GIVEN RECORDS:
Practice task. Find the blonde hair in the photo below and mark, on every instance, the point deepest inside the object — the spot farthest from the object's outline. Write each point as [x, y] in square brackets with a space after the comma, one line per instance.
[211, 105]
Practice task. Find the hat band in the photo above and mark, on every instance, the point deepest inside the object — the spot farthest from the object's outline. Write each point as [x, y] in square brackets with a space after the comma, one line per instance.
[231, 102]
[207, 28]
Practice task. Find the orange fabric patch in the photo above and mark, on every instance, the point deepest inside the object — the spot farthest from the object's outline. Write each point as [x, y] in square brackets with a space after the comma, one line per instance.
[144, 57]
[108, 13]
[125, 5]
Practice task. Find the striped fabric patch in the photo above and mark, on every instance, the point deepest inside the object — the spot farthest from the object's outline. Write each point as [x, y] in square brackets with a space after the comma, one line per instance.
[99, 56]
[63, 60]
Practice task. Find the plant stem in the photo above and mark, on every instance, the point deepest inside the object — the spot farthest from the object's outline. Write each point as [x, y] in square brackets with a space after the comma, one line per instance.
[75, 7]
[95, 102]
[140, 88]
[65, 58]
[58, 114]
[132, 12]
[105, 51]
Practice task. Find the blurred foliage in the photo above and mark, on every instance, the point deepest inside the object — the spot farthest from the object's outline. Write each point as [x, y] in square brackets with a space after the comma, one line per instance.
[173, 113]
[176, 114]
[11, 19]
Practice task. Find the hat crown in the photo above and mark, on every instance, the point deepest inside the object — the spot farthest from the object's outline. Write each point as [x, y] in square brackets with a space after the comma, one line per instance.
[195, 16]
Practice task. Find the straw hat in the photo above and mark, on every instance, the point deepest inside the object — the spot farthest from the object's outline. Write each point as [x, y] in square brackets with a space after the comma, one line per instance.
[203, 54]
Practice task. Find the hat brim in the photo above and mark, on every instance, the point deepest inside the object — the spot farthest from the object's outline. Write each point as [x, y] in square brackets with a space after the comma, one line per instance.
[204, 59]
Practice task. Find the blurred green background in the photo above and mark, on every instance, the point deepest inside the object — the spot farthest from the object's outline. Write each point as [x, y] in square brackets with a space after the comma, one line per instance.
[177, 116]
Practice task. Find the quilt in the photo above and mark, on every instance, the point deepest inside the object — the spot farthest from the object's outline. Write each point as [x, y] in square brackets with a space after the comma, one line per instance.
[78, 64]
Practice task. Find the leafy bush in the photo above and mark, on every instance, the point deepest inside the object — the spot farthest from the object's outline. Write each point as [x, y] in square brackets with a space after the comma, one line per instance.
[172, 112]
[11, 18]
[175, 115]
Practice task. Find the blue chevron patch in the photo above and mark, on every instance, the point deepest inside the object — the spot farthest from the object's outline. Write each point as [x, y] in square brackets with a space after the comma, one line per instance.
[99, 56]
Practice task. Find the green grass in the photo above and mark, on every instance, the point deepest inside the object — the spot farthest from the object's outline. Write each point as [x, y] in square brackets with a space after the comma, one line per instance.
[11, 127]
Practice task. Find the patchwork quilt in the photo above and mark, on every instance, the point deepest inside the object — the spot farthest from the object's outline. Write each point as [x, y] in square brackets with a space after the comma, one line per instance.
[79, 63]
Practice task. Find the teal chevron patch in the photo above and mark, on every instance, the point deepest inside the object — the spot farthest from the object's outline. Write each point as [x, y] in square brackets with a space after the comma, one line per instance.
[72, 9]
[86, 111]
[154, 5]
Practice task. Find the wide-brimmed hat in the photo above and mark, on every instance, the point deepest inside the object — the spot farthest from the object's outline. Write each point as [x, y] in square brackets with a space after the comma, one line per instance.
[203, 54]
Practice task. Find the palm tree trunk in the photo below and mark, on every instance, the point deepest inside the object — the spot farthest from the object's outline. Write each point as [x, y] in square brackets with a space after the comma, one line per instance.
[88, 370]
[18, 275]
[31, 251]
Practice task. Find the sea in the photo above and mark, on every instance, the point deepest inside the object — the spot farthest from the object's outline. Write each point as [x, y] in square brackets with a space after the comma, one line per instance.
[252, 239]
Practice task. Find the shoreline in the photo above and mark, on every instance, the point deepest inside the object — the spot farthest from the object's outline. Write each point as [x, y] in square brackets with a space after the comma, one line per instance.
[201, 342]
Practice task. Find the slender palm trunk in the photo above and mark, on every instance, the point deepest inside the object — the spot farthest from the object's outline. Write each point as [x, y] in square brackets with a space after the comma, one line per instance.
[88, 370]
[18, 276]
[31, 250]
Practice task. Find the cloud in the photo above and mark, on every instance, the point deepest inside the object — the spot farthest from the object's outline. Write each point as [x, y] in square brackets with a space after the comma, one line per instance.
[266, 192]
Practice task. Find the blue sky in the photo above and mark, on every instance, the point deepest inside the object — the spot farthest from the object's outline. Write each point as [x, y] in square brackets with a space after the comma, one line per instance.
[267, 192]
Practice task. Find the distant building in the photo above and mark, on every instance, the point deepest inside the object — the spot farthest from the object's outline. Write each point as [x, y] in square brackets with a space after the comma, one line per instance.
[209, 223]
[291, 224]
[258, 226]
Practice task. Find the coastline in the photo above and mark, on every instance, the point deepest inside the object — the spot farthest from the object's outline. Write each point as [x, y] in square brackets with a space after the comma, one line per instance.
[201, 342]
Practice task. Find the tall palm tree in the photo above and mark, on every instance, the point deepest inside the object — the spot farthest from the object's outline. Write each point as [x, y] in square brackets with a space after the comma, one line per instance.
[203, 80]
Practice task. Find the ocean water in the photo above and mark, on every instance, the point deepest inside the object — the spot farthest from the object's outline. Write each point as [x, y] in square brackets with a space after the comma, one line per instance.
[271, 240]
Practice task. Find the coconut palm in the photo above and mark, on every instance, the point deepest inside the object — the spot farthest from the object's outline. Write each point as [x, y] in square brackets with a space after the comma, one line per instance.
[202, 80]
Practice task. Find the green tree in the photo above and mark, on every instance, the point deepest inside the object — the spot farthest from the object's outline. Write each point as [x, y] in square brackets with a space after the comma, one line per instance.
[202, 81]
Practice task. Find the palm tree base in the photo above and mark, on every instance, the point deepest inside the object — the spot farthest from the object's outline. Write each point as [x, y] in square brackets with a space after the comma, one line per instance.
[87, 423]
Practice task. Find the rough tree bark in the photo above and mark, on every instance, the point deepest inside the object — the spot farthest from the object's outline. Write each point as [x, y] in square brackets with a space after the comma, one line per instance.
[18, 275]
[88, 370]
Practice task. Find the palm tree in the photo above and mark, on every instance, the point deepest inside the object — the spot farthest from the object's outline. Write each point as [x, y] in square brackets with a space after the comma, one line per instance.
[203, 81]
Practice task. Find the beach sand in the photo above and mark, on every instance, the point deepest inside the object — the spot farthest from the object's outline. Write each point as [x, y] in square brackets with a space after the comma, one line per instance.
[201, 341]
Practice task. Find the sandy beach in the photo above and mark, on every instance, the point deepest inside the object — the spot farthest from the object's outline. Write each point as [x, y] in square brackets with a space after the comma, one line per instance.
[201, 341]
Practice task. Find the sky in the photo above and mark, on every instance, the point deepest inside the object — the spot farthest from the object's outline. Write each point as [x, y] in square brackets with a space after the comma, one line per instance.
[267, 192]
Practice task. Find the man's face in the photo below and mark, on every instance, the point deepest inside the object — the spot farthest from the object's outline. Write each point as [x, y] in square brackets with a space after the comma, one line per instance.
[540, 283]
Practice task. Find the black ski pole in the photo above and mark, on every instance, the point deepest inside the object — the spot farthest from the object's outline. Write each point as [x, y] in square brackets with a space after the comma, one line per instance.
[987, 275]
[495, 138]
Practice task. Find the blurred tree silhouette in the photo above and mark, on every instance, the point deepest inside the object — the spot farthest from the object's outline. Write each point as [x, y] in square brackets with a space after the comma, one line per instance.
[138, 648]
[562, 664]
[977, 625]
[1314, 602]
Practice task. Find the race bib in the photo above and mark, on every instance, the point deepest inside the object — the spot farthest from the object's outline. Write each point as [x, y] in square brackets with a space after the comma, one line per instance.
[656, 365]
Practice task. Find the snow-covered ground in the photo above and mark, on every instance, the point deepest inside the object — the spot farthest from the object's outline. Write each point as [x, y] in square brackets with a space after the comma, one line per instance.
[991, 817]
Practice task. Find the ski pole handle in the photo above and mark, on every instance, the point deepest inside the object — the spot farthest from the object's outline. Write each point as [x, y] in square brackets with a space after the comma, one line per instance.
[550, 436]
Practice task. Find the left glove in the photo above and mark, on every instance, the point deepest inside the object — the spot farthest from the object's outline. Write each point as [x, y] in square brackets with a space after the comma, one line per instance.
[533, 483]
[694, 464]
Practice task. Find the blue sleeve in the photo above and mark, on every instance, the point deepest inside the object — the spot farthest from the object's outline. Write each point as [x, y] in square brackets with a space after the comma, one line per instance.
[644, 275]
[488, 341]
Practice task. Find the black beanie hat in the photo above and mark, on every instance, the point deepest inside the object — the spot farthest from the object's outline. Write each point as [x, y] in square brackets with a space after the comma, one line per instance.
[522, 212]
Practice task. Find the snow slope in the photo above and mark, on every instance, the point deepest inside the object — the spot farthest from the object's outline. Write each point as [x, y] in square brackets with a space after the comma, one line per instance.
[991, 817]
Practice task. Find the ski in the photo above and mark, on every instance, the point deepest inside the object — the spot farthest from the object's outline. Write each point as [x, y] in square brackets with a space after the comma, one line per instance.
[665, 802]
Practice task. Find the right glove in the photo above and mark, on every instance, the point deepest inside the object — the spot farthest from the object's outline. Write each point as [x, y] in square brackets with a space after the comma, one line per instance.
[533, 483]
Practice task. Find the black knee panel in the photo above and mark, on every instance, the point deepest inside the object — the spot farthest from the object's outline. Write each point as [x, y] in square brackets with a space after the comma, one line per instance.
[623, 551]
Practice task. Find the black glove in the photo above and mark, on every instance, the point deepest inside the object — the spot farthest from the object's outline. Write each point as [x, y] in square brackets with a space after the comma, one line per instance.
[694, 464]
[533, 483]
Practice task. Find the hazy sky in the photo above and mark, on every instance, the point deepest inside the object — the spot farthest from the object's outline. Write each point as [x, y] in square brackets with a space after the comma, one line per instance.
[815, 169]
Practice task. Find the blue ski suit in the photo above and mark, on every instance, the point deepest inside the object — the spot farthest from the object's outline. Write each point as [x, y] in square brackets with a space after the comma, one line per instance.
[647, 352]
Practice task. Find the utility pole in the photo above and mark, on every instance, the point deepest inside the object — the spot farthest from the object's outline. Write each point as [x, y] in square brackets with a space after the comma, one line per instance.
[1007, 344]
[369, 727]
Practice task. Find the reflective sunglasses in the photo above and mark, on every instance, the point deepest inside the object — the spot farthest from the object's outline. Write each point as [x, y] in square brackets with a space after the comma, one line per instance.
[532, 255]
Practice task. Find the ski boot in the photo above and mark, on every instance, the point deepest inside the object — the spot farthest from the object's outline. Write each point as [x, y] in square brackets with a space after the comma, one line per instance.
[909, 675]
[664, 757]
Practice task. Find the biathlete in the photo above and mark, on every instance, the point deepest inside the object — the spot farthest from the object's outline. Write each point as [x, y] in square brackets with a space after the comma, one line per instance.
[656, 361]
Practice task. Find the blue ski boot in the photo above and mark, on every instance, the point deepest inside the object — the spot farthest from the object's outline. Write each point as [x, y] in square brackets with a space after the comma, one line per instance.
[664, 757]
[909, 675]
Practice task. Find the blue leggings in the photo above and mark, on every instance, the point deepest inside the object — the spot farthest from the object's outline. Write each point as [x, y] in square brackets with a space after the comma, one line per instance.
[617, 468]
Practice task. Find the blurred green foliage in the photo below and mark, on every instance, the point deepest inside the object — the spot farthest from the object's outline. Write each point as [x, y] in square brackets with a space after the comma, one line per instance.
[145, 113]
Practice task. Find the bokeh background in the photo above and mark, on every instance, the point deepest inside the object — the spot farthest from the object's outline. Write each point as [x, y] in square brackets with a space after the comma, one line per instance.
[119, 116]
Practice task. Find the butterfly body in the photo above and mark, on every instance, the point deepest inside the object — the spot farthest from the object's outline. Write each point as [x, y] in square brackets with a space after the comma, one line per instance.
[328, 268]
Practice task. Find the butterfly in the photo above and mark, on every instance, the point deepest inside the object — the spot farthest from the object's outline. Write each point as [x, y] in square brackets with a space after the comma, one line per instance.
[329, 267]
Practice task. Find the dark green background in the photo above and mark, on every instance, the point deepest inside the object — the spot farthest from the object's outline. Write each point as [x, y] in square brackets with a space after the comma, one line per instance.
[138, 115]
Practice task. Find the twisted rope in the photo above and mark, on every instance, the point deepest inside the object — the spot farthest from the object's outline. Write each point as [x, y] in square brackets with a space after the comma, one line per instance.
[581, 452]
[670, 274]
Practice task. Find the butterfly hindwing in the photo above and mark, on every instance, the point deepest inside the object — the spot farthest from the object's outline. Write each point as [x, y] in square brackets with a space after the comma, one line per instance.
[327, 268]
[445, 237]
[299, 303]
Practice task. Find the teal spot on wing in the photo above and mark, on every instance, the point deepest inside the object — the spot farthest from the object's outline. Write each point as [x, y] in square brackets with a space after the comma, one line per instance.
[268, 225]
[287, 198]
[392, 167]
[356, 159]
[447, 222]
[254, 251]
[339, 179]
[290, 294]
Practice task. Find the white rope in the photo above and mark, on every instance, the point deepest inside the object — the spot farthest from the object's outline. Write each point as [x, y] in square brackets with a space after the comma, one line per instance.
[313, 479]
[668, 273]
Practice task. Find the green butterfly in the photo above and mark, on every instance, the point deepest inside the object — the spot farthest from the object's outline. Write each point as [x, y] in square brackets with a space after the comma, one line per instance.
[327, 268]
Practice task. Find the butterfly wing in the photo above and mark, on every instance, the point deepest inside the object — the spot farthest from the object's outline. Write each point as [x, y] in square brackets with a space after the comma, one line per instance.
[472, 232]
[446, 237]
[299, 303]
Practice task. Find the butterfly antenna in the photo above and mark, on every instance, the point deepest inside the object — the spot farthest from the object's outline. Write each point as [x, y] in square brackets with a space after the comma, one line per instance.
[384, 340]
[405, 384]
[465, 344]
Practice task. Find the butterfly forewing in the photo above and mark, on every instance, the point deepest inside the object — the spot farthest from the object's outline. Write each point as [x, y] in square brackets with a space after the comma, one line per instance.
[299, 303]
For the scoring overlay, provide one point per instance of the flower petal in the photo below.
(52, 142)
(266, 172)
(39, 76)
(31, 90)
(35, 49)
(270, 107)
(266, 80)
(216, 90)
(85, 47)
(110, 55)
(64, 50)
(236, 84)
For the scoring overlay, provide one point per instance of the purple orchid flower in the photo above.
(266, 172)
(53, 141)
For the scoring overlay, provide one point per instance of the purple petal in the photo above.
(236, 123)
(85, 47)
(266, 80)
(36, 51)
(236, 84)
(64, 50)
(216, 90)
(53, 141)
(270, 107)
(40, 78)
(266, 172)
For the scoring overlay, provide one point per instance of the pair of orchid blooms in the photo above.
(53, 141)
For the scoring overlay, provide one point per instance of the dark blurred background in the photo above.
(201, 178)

ASSIGNMENT: Print exactly the lines of the records from the one containing "petal in the photo above." through the end, and nothing besides them.

SOLUTION TO THE EXERCISE:
For the scoring overlay, provide one point per instance of the purple petal in the photo above.
(236, 123)
(85, 47)
(266, 80)
(36, 51)
(236, 84)
(64, 50)
(216, 90)
(53, 141)
(270, 107)
(40, 78)
(266, 172)
For the scoring overlay, provide one point per instance of the pair of orchid blooms in the photo above.
(53, 141)
For the scoring overlay, provide one point per instance of the dark blurred background in the photo above.
(201, 178)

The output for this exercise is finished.